**Problem to solve:** Lines before the one containing "Objective — for every instance of the chimney stack" are excluded; reproduce that line and all lines after it in the entries below, exactly.

**Provided material:**

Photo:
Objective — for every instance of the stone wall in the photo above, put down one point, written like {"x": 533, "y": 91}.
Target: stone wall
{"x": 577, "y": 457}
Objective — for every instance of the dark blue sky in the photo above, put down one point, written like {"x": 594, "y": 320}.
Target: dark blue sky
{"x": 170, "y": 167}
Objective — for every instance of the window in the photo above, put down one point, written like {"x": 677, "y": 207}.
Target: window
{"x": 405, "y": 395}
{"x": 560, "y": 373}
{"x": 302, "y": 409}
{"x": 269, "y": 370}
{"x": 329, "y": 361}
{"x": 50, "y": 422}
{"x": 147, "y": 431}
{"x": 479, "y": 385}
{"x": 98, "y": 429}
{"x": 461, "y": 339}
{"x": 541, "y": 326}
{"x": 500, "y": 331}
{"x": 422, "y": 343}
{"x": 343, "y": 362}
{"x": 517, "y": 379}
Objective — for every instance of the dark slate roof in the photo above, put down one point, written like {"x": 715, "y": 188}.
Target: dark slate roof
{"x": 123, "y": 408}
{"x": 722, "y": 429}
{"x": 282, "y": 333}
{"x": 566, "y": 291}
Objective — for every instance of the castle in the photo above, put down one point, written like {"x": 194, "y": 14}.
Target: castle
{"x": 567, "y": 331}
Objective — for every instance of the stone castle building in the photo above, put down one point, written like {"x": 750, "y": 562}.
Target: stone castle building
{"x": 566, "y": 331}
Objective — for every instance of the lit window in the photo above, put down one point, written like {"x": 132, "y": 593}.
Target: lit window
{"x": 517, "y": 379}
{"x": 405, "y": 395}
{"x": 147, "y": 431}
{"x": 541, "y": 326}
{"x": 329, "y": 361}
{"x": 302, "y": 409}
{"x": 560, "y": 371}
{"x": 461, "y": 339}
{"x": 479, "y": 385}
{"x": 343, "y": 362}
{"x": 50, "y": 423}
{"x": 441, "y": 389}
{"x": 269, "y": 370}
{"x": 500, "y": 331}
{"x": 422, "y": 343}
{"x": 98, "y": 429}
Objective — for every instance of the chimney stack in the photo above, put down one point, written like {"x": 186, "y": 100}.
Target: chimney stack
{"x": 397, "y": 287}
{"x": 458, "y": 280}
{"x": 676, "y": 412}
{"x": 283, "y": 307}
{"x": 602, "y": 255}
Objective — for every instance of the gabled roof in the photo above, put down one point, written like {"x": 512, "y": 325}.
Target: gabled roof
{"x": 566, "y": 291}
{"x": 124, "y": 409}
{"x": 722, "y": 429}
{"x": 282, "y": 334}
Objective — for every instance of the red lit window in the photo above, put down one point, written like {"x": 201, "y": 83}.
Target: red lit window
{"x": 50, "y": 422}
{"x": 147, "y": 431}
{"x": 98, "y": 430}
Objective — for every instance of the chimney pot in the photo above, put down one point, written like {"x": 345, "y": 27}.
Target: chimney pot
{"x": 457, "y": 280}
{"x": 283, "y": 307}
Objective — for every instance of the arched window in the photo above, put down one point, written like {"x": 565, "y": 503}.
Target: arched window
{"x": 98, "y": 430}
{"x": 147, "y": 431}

**Response to the task:**
Objective — for every instance of the chimney stack in the photo above, put down one point, written like {"x": 186, "y": 100}.
Target: chimney stack
{"x": 397, "y": 287}
{"x": 458, "y": 280}
{"x": 676, "y": 412}
{"x": 283, "y": 307}
{"x": 602, "y": 255}
Objective — for every instance of the gabled roof in the photo above, put down one point, written like {"x": 512, "y": 325}.
Target: gabled roof
{"x": 566, "y": 291}
{"x": 124, "y": 409}
{"x": 722, "y": 429}
{"x": 282, "y": 334}
Objective — for every instance of the red lit window in the photo above, put down one point, written like {"x": 201, "y": 83}.
Target: red lit window
{"x": 50, "y": 422}
{"x": 147, "y": 431}
{"x": 98, "y": 430}
Objective — for every instance of the chimney pot in the photo above, put down one point, written like {"x": 345, "y": 27}.
Target: chimney pot
{"x": 457, "y": 280}
{"x": 283, "y": 307}
Objective — for every instance of the arched window in the photo above, put down one point, written like {"x": 565, "y": 503}.
Target: arched window
{"x": 98, "y": 430}
{"x": 147, "y": 431}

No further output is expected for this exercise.